**Work to complete**:
A) Count the lines in the records that contain the string "rugby", and reply with that number alone.
B) Please write what comes next in the essay on fantasy world-building, picking up right after its final sentence.

─── Page excerpt

A Matter of World-building

My dear friend and I both recently finished reading a book and had a very thoughtful, stirring, and often unintentionally hilarious discussion about it. To put it lightly, we were both rather disappointed with key aspects of the book, especially since it was by authors we adore, whose previous work we very much enjoyed.

One of the issues we had was with the world-building and in talking about it with my friend and later briefly with Alz (briefly because Alz hasn't read the book yet), I got to thinking about something. In a fantasy, when does a setting that is BASED ON a real culture/society/people/time period/etc. become just that culture/society/etc. but with a fancy foreign name? As in, when your story is set in what appears to be medieval Europe, what makes it in fact NOT medieval Europe? When does Victorian England cease to be Victorian England and become instead something else that only reminds you of that time and place while not actually BEING that time and place?

My friend and I knew before we read the book that the setting - an empire in a fictional world - was to be mainly based off feudal Japan. We were also given indications in the preceding book that this empire was Asian-based (names of places for the empire indicated something of an Asian mixed bag, with locales sounding Chinese and Korean), but we knew very little about it.

This book was supposed to enlighten us about a fictional empire.

This book told us we had walked straight into Japan.

At first, my friend and I were willing to sit back and adjust to the, in a sense, culture shock; maybe we just weren't expecting the empire to be quite so Japanese and hey, it's kind of cool that there's so much detailed cultural practices and stuff in here. However, we realized as we continued reading that while the cultural tidbits and what not were impressive in terms of giving you a sense of this empire and its people, it wasn't anything, well, different. We realized we were in Japan and we couldn't see what made this fictional empire NOT Japan.

Sure, once in a while, a Korean-sounding or Chinese-sounding named character would pop up among the mostly Japanese named ones, and perhaps this was supposed to make us feel like the setting wasn't just Japan but in fact a holistic Asian super-empire, but those names just felt out of place. Because other than the names, everything else about that empire was incredibly Japanese: the social customs, the food, the government, the weaponry (oh yeah, there were katana), the theater, etc. Faced with this, my friend and I were left to wonder if this empire was just based on feudal Japan or if it actually was feudal Japan.

──────
─── Recorded information

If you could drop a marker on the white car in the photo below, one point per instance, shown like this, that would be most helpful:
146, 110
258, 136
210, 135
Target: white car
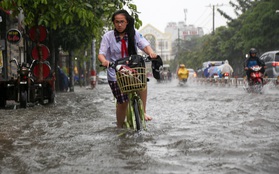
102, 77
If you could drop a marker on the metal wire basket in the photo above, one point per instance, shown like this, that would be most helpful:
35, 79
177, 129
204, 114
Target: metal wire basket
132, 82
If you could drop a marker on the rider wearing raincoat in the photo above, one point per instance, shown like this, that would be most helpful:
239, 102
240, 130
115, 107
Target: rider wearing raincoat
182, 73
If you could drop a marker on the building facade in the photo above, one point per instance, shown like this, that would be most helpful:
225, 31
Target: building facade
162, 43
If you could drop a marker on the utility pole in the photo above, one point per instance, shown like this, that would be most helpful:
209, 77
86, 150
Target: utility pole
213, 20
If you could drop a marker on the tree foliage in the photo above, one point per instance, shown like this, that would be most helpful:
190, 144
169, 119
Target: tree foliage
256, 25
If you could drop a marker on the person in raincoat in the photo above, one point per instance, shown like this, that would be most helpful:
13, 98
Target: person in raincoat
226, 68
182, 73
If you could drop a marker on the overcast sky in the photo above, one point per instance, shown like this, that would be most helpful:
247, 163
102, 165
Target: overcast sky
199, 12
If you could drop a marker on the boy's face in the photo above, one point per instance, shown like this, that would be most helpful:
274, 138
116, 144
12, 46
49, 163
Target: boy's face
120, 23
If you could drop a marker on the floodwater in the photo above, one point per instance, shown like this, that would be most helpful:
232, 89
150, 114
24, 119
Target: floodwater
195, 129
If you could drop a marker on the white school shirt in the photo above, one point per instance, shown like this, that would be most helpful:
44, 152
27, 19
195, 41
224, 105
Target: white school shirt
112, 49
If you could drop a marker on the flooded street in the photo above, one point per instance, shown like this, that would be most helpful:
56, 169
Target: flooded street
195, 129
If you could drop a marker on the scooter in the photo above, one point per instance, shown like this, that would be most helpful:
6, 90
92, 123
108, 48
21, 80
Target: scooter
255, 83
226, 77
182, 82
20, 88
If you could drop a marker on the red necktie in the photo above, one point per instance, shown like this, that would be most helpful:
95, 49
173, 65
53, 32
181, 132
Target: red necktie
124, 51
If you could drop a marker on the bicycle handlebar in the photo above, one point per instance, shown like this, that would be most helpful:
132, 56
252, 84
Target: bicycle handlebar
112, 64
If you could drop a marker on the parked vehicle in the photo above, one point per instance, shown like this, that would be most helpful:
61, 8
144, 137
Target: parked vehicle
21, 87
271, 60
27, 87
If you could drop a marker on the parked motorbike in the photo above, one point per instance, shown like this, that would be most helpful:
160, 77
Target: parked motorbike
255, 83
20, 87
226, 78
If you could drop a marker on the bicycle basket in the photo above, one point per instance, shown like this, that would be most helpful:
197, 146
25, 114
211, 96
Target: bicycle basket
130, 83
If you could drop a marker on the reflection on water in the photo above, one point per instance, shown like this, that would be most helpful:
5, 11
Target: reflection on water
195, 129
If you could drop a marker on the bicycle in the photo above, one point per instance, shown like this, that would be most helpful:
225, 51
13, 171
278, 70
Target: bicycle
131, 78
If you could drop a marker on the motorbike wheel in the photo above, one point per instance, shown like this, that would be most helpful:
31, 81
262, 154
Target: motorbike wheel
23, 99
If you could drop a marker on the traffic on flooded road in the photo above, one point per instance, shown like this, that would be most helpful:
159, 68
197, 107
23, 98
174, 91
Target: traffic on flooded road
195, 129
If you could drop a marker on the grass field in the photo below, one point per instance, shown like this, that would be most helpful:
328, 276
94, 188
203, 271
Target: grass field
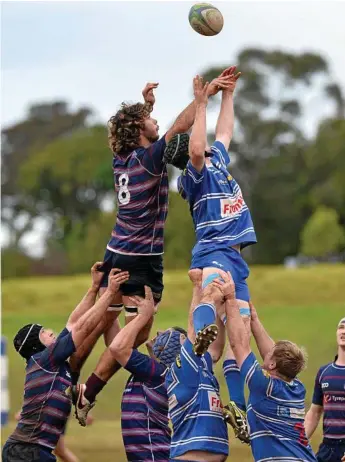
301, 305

──────
─── Recorded information

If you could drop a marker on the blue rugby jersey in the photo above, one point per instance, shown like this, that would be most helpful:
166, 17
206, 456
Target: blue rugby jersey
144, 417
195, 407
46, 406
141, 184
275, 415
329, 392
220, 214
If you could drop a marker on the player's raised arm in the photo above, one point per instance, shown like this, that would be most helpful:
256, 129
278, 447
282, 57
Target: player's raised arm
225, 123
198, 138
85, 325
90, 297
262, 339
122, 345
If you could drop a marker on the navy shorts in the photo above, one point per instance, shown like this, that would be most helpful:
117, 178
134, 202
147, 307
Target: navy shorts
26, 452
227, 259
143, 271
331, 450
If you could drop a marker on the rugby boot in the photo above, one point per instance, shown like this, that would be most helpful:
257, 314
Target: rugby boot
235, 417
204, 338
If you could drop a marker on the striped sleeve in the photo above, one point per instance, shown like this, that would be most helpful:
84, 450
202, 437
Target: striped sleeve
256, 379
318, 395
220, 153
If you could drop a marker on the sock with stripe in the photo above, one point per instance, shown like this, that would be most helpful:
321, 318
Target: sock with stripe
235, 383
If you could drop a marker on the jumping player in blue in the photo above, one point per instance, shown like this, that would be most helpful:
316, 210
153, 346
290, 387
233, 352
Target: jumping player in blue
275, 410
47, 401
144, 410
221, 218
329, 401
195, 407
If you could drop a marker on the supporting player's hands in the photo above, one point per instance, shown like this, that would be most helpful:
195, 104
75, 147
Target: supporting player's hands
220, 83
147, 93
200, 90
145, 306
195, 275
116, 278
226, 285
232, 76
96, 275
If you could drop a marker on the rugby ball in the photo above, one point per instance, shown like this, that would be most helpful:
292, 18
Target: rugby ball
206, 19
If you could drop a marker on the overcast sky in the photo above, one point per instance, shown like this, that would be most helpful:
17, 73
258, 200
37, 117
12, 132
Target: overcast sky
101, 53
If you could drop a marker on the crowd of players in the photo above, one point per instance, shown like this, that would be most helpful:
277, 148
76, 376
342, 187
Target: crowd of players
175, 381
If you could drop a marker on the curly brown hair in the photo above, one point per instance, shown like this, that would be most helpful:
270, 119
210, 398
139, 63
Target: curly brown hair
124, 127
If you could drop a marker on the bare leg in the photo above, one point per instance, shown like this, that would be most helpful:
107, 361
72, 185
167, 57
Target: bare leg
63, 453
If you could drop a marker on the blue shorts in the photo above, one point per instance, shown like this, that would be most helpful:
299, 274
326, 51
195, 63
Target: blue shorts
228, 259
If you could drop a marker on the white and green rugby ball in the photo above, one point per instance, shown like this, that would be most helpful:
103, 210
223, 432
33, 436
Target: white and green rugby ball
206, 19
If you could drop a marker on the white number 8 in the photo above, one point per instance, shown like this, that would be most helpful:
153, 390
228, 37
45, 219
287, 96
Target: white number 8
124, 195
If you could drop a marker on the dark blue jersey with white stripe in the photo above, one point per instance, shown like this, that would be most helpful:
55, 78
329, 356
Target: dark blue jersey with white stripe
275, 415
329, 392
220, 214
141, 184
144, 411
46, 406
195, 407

──────

**Answers to the tasks**:
A) 8

B)
Plus, we both were at least a little irked by the Asian super-empire itself because of what it implies about Asians by tossing the major East Asians together into one big empire, but I'm not going to get more into that since the Asian American Studies Minor in me will probably get waaaaay off topic (and of course, we're sure it was unintentional, though no less bothersome).

So we talked about how a lot of fantasies are based in recognizable Western time periods and cultures (e.g. medieval Europe). We thought maybe we were just so used to such Western settings in fantasy books that we didn't notice it. Maybe lots of fantasies, when read with a specific time and setting in mind, turn out to sound like THAT time and setting and not terribly like an original fantasy place at all. Maybe.

Really though, what often helps to make a fantasy world just "based on" a real place rather than "it IS" the real place is that fantastical element. This book sort of had it, but never expanded upon it enough to give it any weight. It was like "Oh, it's Japan...plus magic...except not because we barely ever talk about it."

So I guess, the question is still what makes a fantasy setting "based on" a real time/place and what makes a fantasy setting just a real time/place dressed up in Fantasy clothes?

Because seriously, it was straight up Japan.


Merc said...

That is annoying when there's nothing about a culture to make is seem BASED ON, rather than IS, in fantasy.

Nice article though, it reminds us to really think about what makes the based-on culture in the novel DIFFERENT. :P

(Though, ahem, my first thought is usually: add sentient killer trains. Then it's different. *admits to NOTHING*)

Krispy said...

LOL. Well, sentient killer trains would certainly have made it more exciting, shall we say.

Magic, in general, helps, but you know, you have to actually talk about it and/or expand upon it or how about just USING it? :P

Danyelle said...

Very nice post. I think it's a hard line to walk. On one hand, different cultural things are cool, but at the same time, they need to be part of the Imaginary World (TM), rather than taking a piece of the Real World(TM) and throwing it into the story.

I feel your pain. Hopefully, I won't be one that causes it. O:)

Krispy said...

I totally agree that it's a hard line to walk, and I think they could have done it, but somehow it just didn't work here. It was just too obvious and therefore jarring.

Well, you might cause me pain in different ways. ;P

Alz said...

Merc, I think sentient killer trains would've been a vast improvement on that novel that Krispy is talking about (which I haven't yet read, but Krispy has told me much about).

Sentient killer trains even have a cool acronym--the SKT. You can't lose with an acronym like that, that sounds so mysterious and vaguely sinister all on its own!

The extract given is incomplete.